TASK OBJECTIVE: Copy out every line below that contains the string "mountain". Case counts.

DATA PROVIDED:
........

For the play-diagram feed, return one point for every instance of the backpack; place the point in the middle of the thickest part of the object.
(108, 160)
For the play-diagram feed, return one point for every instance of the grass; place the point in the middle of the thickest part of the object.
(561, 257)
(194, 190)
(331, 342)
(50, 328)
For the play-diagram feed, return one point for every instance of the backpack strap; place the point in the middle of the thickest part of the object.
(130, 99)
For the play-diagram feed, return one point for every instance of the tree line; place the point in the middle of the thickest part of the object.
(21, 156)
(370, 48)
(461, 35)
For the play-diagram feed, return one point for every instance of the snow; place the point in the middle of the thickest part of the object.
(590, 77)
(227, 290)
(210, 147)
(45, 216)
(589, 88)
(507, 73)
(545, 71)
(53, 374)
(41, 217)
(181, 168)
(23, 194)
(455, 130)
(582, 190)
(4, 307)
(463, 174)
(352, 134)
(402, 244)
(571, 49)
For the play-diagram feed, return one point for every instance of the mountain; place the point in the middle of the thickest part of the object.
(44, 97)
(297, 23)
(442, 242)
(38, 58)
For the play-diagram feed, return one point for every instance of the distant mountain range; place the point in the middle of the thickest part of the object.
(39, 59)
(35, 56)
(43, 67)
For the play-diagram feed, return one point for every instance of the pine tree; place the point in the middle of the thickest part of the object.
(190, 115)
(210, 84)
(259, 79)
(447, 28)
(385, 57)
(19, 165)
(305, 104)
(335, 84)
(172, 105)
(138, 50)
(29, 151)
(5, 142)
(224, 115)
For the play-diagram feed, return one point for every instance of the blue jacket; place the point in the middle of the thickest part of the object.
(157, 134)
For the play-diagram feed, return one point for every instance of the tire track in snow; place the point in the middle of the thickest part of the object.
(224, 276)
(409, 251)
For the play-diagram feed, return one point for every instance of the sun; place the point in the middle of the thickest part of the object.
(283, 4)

........

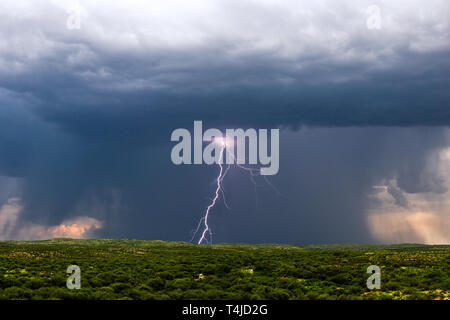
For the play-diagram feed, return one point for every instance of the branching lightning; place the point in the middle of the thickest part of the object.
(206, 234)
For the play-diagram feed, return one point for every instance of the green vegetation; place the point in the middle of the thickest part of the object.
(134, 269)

........

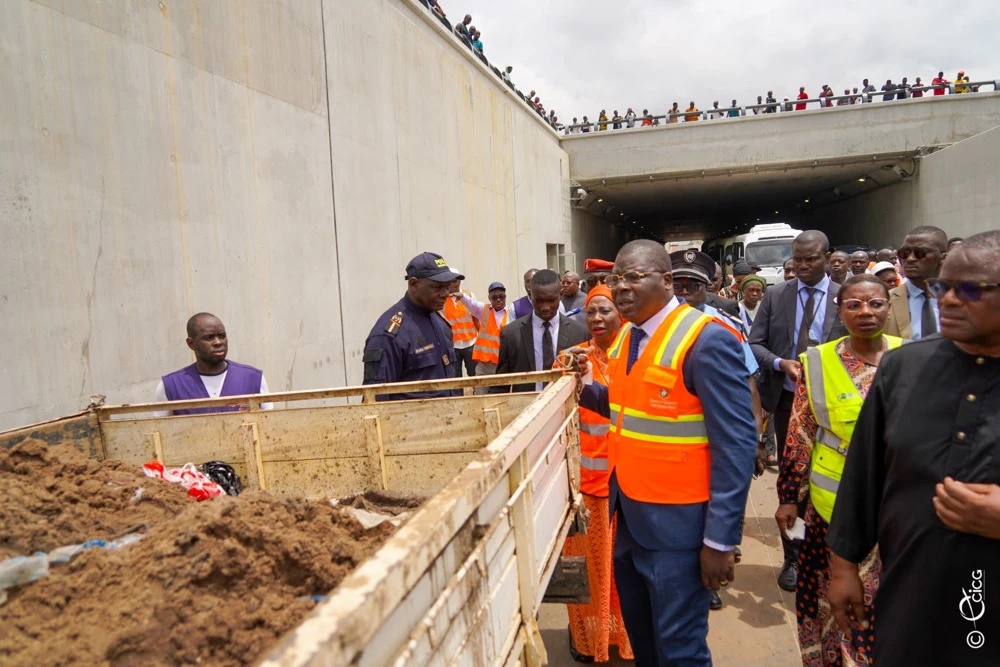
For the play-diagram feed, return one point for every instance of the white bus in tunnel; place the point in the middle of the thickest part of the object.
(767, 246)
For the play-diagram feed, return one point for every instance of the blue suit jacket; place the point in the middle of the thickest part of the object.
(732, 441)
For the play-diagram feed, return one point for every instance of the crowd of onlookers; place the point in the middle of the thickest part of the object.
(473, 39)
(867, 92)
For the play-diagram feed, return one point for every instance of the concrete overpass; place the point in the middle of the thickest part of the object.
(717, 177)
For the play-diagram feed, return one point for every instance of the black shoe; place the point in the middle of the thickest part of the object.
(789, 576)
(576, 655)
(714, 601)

........

FINISHED TASK:
For the play-diagram feed, return one point for every instance of the mountain; place the point in the middle of the thickest part of the object.
For the play-diagram feed, return one point for every instance of the distant mountain range; place the point in the middle of the thickest part of the object.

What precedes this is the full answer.